▶ [What to work on]:
Without the pictures, give the records again exactly as they appear.

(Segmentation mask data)
○ ○ ○

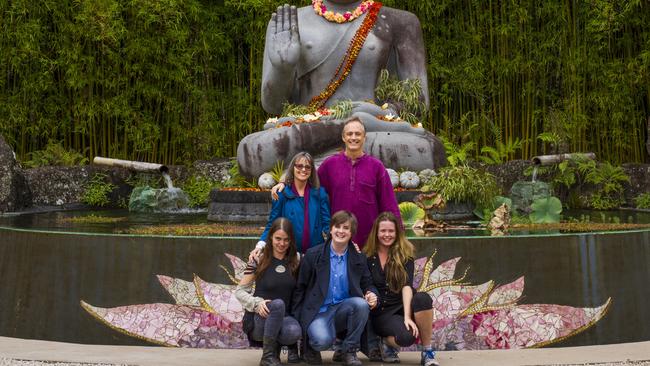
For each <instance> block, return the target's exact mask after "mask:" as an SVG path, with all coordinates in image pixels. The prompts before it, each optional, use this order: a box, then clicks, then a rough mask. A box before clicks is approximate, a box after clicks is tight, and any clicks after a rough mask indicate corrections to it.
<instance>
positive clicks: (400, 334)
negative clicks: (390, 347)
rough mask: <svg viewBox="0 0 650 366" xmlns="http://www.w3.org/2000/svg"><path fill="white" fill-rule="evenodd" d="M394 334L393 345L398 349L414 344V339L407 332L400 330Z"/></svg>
mask: <svg viewBox="0 0 650 366" xmlns="http://www.w3.org/2000/svg"><path fill="white" fill-rule="evenodd" d="M396 333H397V334H395V343H397V345H398V346H400V347H408V346H410V345H412V344H413V343H415V337H414V336H413V333H411V332H409V331H408V330H406V329H404V330H400V331H398V332H396Z"/></svg>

○ ○ ○

▶ [Solved exercise]:
For each <instance> block, return the target's exact mask after "mask:" as an SVG path, with all coordinates in image pixels. The prompts before it, each optional, use this order: a box, then clicks, then a rough mask. A box before clicks is approximate, a box after clicks is tight, and any clicks after a rough mask indicate corrections to it.
<instance>
positive clicks: (400, 334)
negative clicks: (390, 347)
rough mask: <svg viewBox="0 0 650 366" xmlns="http://www.w3.org/2000/svg"><path fill="white" fill-rule="evenodd" d="M394 334L393 345L398 349L414 344V339L407 332L400 330Z"/></svg>
mask: <svg viewBox="0 0 650 366" xmlns="http://www.w3.org/2000/svg"><path fill="white" fill-rule="evenodd" d="M396 333H397V334H395V343H397V345H398V346H400V347H408V346H410V345H412V344H413V343H415V337H414V336H413V333H411V332H409V331H408V330H406V329H404V330H400V331H398V332H396Z"/></svg>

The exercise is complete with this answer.